Excerpted records:
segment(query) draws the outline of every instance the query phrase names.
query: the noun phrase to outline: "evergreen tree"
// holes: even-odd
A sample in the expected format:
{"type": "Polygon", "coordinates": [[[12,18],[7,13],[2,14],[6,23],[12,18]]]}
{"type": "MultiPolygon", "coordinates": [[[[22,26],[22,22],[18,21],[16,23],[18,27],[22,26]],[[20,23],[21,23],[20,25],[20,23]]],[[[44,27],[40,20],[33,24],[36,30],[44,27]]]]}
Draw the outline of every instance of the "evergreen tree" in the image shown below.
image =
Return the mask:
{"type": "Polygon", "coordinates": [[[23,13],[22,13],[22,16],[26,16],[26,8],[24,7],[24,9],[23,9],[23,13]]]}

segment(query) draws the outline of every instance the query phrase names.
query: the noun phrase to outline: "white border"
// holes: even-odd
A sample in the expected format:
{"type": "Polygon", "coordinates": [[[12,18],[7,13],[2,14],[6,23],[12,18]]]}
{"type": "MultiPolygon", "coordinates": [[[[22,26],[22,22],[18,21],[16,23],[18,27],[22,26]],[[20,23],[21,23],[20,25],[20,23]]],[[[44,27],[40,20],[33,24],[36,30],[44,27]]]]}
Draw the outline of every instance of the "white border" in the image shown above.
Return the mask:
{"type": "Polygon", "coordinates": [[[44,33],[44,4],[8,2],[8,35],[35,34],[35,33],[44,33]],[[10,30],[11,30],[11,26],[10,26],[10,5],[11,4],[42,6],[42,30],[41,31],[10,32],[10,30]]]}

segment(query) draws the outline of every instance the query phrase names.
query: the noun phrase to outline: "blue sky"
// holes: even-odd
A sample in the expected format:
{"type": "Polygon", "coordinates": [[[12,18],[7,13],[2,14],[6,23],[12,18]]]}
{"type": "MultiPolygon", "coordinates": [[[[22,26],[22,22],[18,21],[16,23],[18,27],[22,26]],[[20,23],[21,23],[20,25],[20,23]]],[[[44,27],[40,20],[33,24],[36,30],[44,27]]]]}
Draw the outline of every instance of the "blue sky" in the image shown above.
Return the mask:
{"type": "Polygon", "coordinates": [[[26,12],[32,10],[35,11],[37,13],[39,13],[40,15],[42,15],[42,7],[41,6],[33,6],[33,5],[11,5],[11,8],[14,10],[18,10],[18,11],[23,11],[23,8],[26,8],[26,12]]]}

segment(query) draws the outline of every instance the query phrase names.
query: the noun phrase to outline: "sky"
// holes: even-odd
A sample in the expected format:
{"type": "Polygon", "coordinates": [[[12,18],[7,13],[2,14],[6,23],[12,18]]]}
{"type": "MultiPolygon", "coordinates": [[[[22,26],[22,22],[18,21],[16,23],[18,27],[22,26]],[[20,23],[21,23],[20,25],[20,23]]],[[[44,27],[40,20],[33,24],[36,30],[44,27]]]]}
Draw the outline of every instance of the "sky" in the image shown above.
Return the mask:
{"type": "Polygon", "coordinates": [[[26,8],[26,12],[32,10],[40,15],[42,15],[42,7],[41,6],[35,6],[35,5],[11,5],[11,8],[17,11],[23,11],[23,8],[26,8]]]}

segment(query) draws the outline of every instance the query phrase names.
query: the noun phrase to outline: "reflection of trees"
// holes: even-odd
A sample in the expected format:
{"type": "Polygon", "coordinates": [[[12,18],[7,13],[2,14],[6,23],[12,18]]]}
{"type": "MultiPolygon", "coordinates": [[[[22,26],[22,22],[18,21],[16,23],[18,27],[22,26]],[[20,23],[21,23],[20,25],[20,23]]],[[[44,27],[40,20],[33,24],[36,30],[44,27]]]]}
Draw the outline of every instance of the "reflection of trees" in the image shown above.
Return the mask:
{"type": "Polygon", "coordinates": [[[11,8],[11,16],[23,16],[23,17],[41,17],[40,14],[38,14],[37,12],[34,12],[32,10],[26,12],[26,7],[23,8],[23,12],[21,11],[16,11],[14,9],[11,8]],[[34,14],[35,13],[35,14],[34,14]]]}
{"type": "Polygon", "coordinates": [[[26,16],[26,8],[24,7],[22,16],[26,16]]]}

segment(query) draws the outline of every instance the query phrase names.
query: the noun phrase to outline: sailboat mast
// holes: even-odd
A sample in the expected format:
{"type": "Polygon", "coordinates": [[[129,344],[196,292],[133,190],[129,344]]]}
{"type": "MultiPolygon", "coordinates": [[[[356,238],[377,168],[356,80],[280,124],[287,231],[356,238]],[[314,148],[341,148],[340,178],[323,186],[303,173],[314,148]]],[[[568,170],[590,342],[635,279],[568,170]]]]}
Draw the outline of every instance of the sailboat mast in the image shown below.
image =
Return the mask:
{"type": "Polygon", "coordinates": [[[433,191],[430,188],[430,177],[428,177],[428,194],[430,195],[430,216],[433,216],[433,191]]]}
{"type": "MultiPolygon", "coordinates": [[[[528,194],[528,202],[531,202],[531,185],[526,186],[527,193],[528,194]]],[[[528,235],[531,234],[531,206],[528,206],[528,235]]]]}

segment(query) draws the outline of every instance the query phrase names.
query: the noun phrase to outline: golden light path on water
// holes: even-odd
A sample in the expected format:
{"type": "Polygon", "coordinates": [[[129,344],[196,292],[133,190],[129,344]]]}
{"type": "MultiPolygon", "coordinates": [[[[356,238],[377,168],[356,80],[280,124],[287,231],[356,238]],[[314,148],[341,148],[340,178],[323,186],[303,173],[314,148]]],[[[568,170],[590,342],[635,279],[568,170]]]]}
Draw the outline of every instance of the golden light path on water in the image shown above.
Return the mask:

To be done: Write the material out again in its entirety, exactly as shown.

Answer to this task:
segment(query) draws the outline of every instance the query phrase names.
query: the noun phrase to outline: "evergreen tree"
// holes: even-odd
A sample in the expected format:
{"type": "Polygon", "coordinates": [[[12,18],[7,13],[2,14],[6,23],[12,18]]]}
{"type": "MultiPolygon", "coordinates": [[[[22,26],[22,22],[18,21],[16,23],[18,27],[22,26]],[[20,23],[21,23],[20,25],[20,23]]],[[[44,27],[40,20],[33,24],[36,30],[44,27]]]]}
Draw the outline of every instance of the "evergreen tree" in the image shown below.
image =
Return the mask:
{"type": "Polygon", "coordinates": [[[23,13],[22,13],[22,16],[26,16],[26,8],[24,7],[24,9],[23,9],[23,13]]]}

segment(query) draws the outline of every instance the query phrase names.
query: the noun phrase to outline: "white border"
// holes: even-odd
A sample in the expected format:
{"type": "Polygon", "coordinates": [[[12,18],[7,13],[2,14],[6,23],[12,18]]]}
{"type": "MultiPolygon", "coordinates": [[[[22,26],[22,22],[18,21],[16,23],[18,27],[22,26]],[[20,23],[21,23],[20,25],[20,23]]],[[[44,27],[40,20],[33,24],[36,30],[44,27]]]]}
Draw the outline of every instance of the "white border" in the image shown above.
Return the mask:
{"type": "Polygon", "coordinates": [[[44,33],[44,4],[8,2],[8,35],[35,34],[35,33],[44,33]],[[10,30],[11,30],[11,26],[10,26],[10,5],[11,4],[42,6],[42,30],[41,31],[10,32],[10,30]]]}

segment(query) draws the outline of every instance the query phrase names.
query: the noun phrase to outline: "blue sky"
// holes: even-odd
A sample in the expected format:
{"type": "Polygon", "coordinates": [[[12,18],[7,13],[2,14],[6,23],[12,18]]]}
{"type": "MultiPolygon", "coordinates": [[[[22,26],[22,22],[18,21],[16,23],[18,27],[22,26]],[[20,23],[21,23],[20,25],[20,23]]],[[[44,27],[40,20],[33,24],[36,30],[44,27]]]]}
Draw the outline of every instance of the "blue sky" in the image shown above.
Return the mask:
{"type": "Polygon", "coordinates": [[[26,12],[32,10],[35,11],[37,13],[39,13],[40,15],[42,15],[42,7],[41,6],[33,6],[33,5],[11,5],[11,8],[14,10],[18,10],[18,11],[23,11],[23,8],[26,8],[26,12]]]}

segment(query) draws the outline of every instance the query phrase names.
query: the noun phrase to outline: "sky"
// holes: even-odd
A sample in the expected format:
{"type": "Polygon", "coordinates": [[[12,18],[7,13],[2,14],[6,23],[12,18]]]}
{"type": "MultiPolygon", "coordinates": [[[[22,26],[22,22],[18,21],[16,23],[18,27],[22,26]],[[20,23],[21,23],[20,25],[20,23]]],[[[44,27],[40,20],[33,24],[36,30],[44,27]]]]}
Draw the outline of every instance of the "sky" in the image shown above.
Return the mask:
{"type": "Polygon", "coordinates": [[[26,8],[26,12],[32,10],[40,15],[42,15],[42,7],[41,6],[35,6],[35,5],[11,5],[11,8],[17,11],[23,11],[23,8],[26,8]]]}

segment(query) draws the outline of every instance the query phrase names.
query: the noun phrase to outline: "reflection of trees"
// holes: even-odd
A sample in the expected format:
{"type": "Polygon", "coordinates": [[[12,18],[7,13],[2,14],[6,23],[12,18]]]}
{"type": "MultiPolygon", "coordinates": [[[[22,26],[22,22],[18,21],[16,23],[18,27],[22,26]],[[20,23],[21,23],[20,25],[20,23]]],[[[44,27],[40,20],[33,24],[36,30],[44,27]]]]}
Draw the outline of every instance of the "reflection of trees" in the image shown above.
Return the mask:
{"type": "Polygon", "coordinates": [[[11,8],[11,16],[23,16],[23,17],[41,17],[40,14],[38,14],[37,12],[34,12],[32,10],[26,12],[26,7],[23,8],[23,12],[21,11],[16,11],[14,9],[11,8]],[[34,14],[35,13],[35,14],[34,14]]]}
{"type": "Polygon", "coordinates": [[[26,16],[26,8],[24,7],[22,16],[26,16]]]}

segment(query) draws the outline of every instance the query phrase names.
query: the noun phrase to outline: sailboat mast
// holes: even-odd
A sample in the expected format:
{"type": "Polygon", "coordinates": [[[129,344],[196,292],[133,190],[129,344]]]}
{"type": "MultiPolygon", "coordinates": [[[[356,238],[377,168],[356,80],[280,124],[287,231],[356,238]],[[314,148],[341,148],[340,178],[323,186],[303,173],[314,148]]],[[[568,170],[590,342],[635,279],[568,170]]]]}
Draw the outline of every instance of the sailboat mast in the image shown below.
image =
Return the mask:
{"type": "Polygon", "coordinates": [[[433,191],[430,188],[430,177],[428,177],[428,194],[430,195],[430,216],[433,216],[433,191]]]}
{"type": "MultiPolygon", "coordinates": [[[[528,194],[528,202],[531,202],[531,185],[526,186],[527,193],[528,194]]],[[[528,235],[531,234],[531,206],[528,206],[528,235]]]]}

segment(query) draws the outline of every instance the query phrase names.
query: the noun phrase to outline: golden light path on water
// holes: even-odd
A sample in the expected format:
{"type": "Polygon", "coordinates": [[[129,344],[196,292],[133,190],[129,344]]]}
{"type": "MultiPolygon", "coordinates": [[[[356,238],[377,168],[356,80],[280,124],[287,231],[356,238]],[[314,148],[341,148],[340,178],[323,186],[303,173],[314,148]]],[[[568,170],[590,342],[635,279],[568,170]]]]}
Draw the outline of every instance of the golden light path on water in the image shown above.
Return the mask:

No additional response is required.